Start of TEXT SEGMENT
This is a time to go inward and rest. The spirit animal associated with the Kidneys is the Black Tortoise, who has the power to store. This is a time to go slow, decrease outward activity, simplify, be still, reflect, consolidate. A time to meditate, practice gratitude, practice not knowing, and honor our ancestors. In Jewish tradition, the healing or repair work we are given to do in this lunar month is to sleep and to dream. Calming physical exercise such as qi gong, tai ji, yoga, can benefit the Kidneys. At the end of the exercise, swallow your saliva down to your Kidneys (Taoists teach that the saliva gathered during meditation and energy work is a healing elixir), and rub your lower back in the area of the Kidneys (in TCM this is around L2, waistline) to nourish them. This is a good time to spend time with water, learn from water. We can massage the bottoms of our feet-- Kidney channel begins here at a point called Bubbling Spring, just under the ballpads about a third of the way down the cole of the foot. This point is our umbilicus to the earth.
End of TEXT SEGMENT
▶ EXERCISE SET:
[1] Translate this sentence from the passage on nourishing the Kidneys into Spanish: "The spirit animal associated with the Kidneys is the Black Tortoise, who has the power to store."
[2] Carry on writing the passage on nourishing the Kidneys from its final sentence, keeping its tone and subject.
The items that come after the passage on nourishing the Kidneys are separate material.
Start of LISTED RECORDS
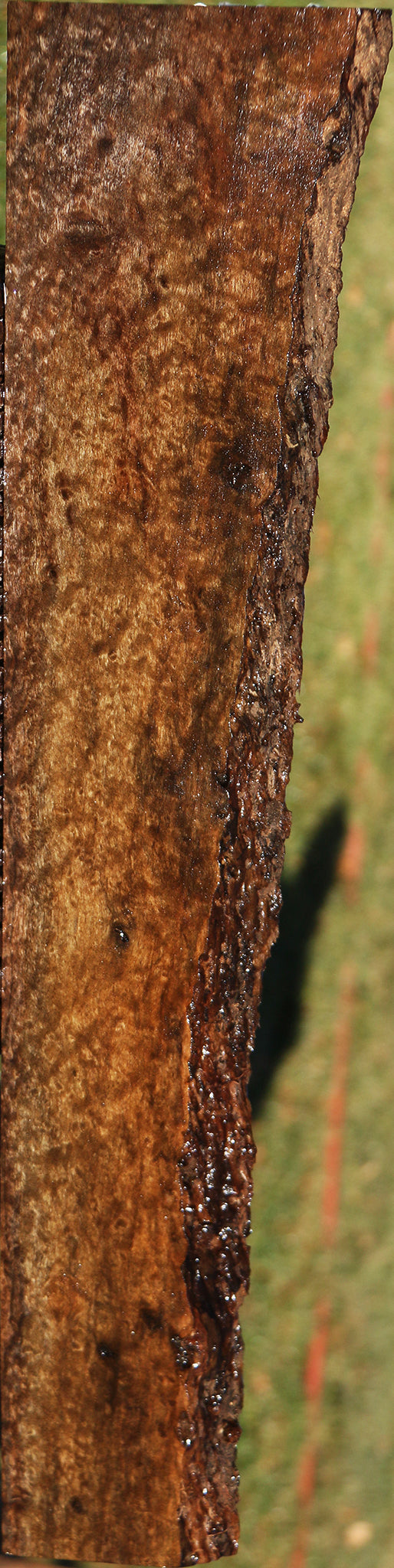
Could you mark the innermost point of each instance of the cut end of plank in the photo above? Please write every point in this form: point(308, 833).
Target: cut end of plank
point(179, 184)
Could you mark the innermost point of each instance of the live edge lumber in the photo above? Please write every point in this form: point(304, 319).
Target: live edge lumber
point(178, 190)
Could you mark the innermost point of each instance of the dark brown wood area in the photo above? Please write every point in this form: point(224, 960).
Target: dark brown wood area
point(178, 190)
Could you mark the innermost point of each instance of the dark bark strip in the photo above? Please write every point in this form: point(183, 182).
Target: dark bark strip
point(218, 1155)
point(178, 190)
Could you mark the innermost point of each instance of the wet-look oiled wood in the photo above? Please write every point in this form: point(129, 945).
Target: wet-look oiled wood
point(178, 191)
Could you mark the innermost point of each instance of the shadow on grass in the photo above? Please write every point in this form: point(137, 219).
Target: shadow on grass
point(304, 897)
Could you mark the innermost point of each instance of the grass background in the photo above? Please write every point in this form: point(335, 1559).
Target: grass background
point(338, 910)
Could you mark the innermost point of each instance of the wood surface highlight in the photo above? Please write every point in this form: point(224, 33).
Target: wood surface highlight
point(178, 190)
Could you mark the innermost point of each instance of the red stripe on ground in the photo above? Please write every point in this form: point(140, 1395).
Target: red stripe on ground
point(316, 1358)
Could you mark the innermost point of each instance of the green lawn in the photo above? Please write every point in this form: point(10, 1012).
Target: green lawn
point(343, 800)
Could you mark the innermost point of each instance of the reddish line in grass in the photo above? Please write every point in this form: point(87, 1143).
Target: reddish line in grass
point(316, 1360)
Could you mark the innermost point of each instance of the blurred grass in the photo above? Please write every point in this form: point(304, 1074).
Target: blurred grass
point(343, 753)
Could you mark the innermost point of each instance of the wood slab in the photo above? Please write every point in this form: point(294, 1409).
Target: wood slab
point(178, 190)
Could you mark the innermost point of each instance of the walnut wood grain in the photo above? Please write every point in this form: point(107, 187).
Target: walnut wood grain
point(178, 191)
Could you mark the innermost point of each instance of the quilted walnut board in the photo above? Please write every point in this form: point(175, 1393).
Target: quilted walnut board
point(178, 191)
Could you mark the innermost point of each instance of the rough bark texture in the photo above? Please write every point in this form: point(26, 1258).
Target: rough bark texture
point(178, 191)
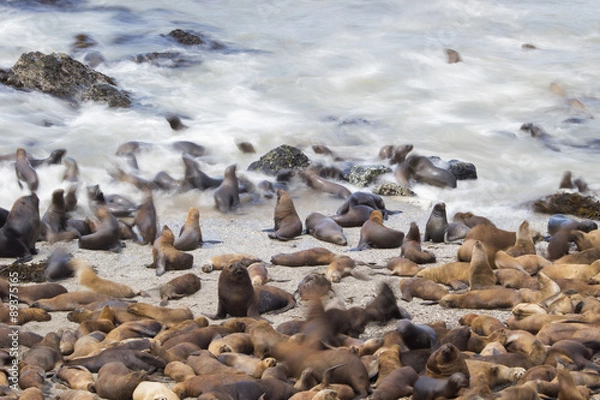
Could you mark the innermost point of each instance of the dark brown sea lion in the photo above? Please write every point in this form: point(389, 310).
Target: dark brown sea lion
point(106, 237)
point(21, 229)
point(325, 228)
point(183, 285)
point(313, 256)
point(190, 235)
point(116, 381)
point(373, 234)
point(437, 224)
point(227, 197)
point(411, 247)
point(166, 257)
point(427, 388)
point(287, 222)
point(145, 219)
point(25, 172)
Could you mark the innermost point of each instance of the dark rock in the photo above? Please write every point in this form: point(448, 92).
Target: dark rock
point(569, 203)
point(281, 158)
point(61, 76)
point(364, 175)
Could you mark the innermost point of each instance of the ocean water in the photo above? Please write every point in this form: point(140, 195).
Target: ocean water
point(351, 75)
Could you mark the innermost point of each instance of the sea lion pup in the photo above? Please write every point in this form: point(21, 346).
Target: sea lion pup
point(454, 274)
point(25, 172)
point(491, 298)
point(398, 383)
point(325, 228)
point(165, 257)
point(145, 219)
point(445, 361)
point(76, 377)
point(168, 316)
point(437, 224)
point(106, 237)
point(287, 222)
point(87, 277)
point(116, 381)
point(21, 230)
point(314, 181)
point(422, 288)
point(481, 275)
point(314, 286)
point(411, 247)
point(251, 365)
point(427, 388)
point(310, 257)
point(153, 391)
point(54, 225)
point(227, 196)
point(373, 234)
point(523, 243)
point(190, 235)
point(194, 176)
point(177, 288)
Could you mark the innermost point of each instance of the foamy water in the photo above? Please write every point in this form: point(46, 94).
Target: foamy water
point(351, 75)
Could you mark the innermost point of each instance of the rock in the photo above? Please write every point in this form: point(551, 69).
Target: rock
point(392, 189)
point(282, 158)
point(364, 175)
point(59, 75)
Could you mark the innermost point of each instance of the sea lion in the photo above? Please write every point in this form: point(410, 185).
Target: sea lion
point(227, 197)
point(481, 275)
point(165, 257)
point(287, 222)
point(21, 229)
point(176, 288)
point(145, 219)
point(26, 174)
point(427, 388)
point(190, 235)
point(373, 234)
point(87, 277)
point(116, 381)
point(106, 237)
point(437, 224)
point(411, 247)
point(325, 228)
point(312, 256)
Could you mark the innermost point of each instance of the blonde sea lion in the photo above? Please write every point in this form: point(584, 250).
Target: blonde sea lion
point(190, 235)
point(227, 197)
point(373, 234)
point(287, 222)
point(87, 277)
point(165, 257)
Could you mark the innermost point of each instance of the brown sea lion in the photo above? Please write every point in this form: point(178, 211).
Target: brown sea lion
point(87, 277)
point(116, 381)
point(25, 172)
point(176, 288)
point(166, 257)
point(373, 234)
point(481, 275)
point(312, 256)
point(325, 228)
point(437, 224)
point(227, 197)
point(190, 235)
point(411, 247)
point(287, 222)
point(145, 219)
point(106, 237)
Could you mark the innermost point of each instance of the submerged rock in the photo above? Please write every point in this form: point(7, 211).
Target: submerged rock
point(282, 158)
point(59, 75)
End of LISTED RECORDS
▶ LIST OF ANSWERS:
[1] El animal espiritual asociado con los Riñones es la Tortuga Negra, que tiene el poder de almacenar.

[2]
Nutritional ways to replenish and balance our Kidneys include mushrooms (especially shiitake), bone broths, high quality cod liver oil, vitamin D (found in organ meats, sunlight and D3 from good quality natural supplements, among other sources-- most adults and children at this latitude probably need to supplement, often between 1000 and 5000 IUs a day, depending on the individual), root vegetables (turnips, carrots, rutabaga, parsnips, yams), winter squash and pumpkin, seaweed, unrefined sea salt (in food or drink), miso, grilled or slow-cooked meats (such as lamb, chicken, beef, pork), cabbage, kale, daikon, dandelion greens, beans, barley, millet, garlic, nettles, raspberry leaf, rose hips, schizandra berry, cranberry, walnuts, quinoa, ginger, cinnamon, onions… and more! Many of these are also helpful for immunity. In the winter we can cook foods slowly, for a longer time, focusing on soups and stews. Hearty meals cooked at higher heat are also beneficial.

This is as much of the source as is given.